> [Extract]
|---|

But what seems to be missing from the table, however, is a discussion of the overall legal and contractual framework to support each asset class. On their own, none of these assets independently exist without a robust contractual framework. And within that contractual framework, there are multitudes of issues to be identified and risks to be mitigated.

For instance, solar and wind energy “yieldcos” and “operating renewable energy projects” require an analysis of the underlying power purchase agreements to understand whether the projects have long-term sustainable revenue.

For renewable energy construction loans in developing markets, there exist a plethora of issues in terms of timing (has the project completed all of the pre-development work (permits, land acquisition, etc.?), risk allocation (who is the contractor, what guarantees has the contractor provided to ensure project completion, what risks are there of import restrictions), and take-out financing (is there long-term financing?).

|---|

> [To be done]
1. Translate this sentence from the passage on renewable energy assets into Spanish: "On their own, none of these assets independently exist without a robust contractual framework."
2. Carry on the passage about contracts behind renewable energy assets, picking up after its final sentence.
The items are not needed.

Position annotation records
|---|

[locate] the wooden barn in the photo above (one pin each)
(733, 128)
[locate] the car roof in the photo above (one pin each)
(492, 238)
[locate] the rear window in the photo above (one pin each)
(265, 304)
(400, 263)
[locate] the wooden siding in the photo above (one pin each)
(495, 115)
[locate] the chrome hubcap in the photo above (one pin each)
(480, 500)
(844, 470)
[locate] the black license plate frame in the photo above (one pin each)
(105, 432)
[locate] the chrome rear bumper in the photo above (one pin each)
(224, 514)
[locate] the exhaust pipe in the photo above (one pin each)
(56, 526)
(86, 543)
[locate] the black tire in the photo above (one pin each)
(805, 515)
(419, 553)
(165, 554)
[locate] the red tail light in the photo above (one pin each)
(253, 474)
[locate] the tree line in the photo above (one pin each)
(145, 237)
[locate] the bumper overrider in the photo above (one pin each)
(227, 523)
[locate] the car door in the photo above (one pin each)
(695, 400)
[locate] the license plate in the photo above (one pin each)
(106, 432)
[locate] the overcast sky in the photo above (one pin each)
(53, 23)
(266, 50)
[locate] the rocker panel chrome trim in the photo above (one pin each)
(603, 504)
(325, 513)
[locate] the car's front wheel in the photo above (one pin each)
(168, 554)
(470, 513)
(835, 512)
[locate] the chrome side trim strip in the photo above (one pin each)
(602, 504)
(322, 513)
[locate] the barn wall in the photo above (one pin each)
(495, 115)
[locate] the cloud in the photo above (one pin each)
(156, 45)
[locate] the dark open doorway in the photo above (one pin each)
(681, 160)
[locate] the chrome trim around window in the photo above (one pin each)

|---|

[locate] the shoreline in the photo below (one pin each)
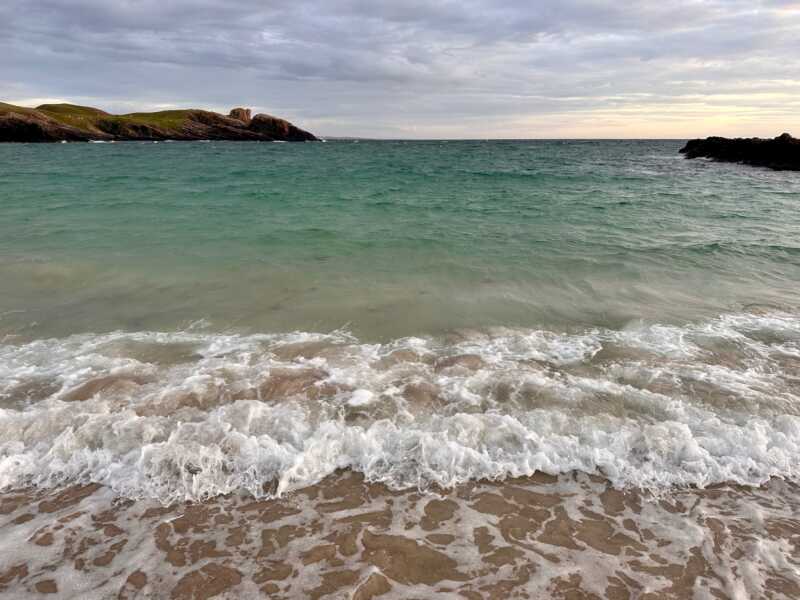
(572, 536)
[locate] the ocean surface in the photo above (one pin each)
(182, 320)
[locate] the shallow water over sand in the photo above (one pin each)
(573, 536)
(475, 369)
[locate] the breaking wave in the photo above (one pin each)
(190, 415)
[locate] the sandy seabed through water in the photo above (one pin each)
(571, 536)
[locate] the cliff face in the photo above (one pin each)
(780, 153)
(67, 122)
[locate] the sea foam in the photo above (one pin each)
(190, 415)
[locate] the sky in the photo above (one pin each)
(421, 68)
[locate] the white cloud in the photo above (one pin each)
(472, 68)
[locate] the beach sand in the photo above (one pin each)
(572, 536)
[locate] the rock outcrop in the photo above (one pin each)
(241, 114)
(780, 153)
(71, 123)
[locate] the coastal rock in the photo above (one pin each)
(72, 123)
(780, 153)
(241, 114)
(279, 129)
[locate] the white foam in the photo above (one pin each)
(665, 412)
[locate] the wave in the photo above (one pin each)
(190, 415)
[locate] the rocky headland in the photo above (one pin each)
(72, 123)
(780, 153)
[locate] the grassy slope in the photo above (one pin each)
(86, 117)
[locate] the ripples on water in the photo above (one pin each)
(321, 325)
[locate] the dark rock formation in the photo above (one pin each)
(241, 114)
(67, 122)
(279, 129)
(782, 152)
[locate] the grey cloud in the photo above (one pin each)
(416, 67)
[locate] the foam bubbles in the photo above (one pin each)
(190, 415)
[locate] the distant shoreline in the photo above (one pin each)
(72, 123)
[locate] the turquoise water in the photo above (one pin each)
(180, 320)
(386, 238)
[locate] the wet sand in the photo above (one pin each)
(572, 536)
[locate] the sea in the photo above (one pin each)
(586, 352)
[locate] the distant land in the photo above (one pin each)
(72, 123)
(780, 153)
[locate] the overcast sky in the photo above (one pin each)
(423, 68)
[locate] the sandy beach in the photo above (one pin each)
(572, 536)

|---|

> [Solved problems]
1. Por sí solos, ninguno de estos activos existe de forma independiente sin un marco contractual sólido.

2.
Natural assets such as REDD+ nature schemes have their own particular set of issues. For instance, does the nature based scheme contemplate restoration (planting mangroves) opposed to conservation? If the project is restoration based, what is the timing for the generation of carbon credits? Even fast-growing mangroves take several years to produce carbon credits. Does the project developer have assurances on land use and rights to affirmatively exclude local communities from using the land (the carbon credits vs farming/animal grazing tension)?

Impact, Liquidity and Yield are a good start in identifying attributes for “green” assets, but there are likely to be other equally important (perhaps more impactful) attributes to consider for the purpose of the cStable reserve. These include:

  • Term of exposure (short, medium or long / development and operation)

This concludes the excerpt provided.